• [PROBLEM DESCRIPTION] Return verbatim all lines from the first one in the records to the line with "positive clicks: (114, 107)", both ends kept.

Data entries

..............................

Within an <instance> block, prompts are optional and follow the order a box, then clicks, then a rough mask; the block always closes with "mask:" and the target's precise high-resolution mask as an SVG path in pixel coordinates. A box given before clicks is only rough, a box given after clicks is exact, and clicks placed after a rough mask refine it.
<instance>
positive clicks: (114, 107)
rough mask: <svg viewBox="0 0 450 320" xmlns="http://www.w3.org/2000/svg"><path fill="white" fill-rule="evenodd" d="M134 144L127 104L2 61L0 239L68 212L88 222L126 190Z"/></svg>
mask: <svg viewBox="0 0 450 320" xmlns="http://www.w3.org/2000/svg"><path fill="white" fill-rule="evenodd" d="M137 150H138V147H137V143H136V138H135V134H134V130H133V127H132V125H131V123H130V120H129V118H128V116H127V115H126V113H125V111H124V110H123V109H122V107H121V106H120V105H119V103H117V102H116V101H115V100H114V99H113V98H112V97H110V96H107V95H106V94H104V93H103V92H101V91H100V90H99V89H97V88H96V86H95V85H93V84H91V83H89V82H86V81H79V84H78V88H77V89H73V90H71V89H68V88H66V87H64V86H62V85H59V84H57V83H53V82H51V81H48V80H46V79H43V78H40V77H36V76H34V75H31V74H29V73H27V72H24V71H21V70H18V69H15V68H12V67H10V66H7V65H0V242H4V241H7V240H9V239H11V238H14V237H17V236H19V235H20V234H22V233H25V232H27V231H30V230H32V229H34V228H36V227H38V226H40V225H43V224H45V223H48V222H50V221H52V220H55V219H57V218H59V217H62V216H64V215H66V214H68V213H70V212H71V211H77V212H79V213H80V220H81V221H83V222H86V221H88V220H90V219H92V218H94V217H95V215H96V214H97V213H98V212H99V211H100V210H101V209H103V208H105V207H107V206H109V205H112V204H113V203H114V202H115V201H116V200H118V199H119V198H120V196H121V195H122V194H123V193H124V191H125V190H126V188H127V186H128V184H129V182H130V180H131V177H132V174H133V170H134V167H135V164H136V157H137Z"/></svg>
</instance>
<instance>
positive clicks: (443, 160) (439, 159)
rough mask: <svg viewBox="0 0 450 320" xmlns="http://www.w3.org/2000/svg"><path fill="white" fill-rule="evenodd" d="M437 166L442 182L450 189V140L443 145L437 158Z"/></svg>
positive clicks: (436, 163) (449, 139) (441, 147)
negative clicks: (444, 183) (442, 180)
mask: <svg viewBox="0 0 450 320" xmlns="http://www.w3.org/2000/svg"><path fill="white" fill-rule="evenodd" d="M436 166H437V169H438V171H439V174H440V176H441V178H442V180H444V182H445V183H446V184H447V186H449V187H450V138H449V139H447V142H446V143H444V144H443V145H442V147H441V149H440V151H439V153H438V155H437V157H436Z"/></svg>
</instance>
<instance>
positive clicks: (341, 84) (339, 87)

..............................

• [RESPONSE TO THIS TASK]
Within an <instance> block, prompts are optional and follow the order a box, then clicks, then a rough mask; the block always closes with "mask:" and the target's precise high-resolution mask as an SVG path in pixel coordinates. A box given before clicks is only rough, a box given after clicks is exact, and clicks placed after a rough mask refine it.
<instance>
positive clicks: (114, 107)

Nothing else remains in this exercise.